▶ Work instructions
Please retype all of the entries that follow, leaving the images out.

(Point-per-instance localization data)
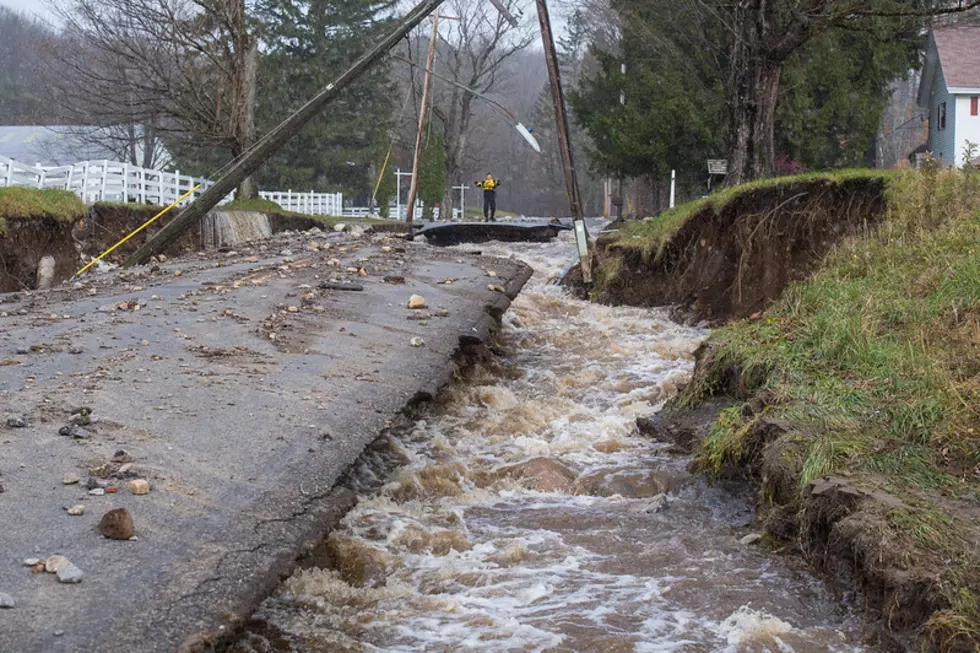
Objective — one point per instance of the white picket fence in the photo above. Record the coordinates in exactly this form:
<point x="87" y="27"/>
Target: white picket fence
<point x="113" y="181"/>
<point x="308" y="203"/>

▶ Output of the exercise
Objective — one point per instance of the white picket fence in the photo above. Record the coordinates in exactly this form:
<point x="87" y="27"/>
Target: white picket fence
<point x="113" y="181"/>
<point x="308" y="203"/>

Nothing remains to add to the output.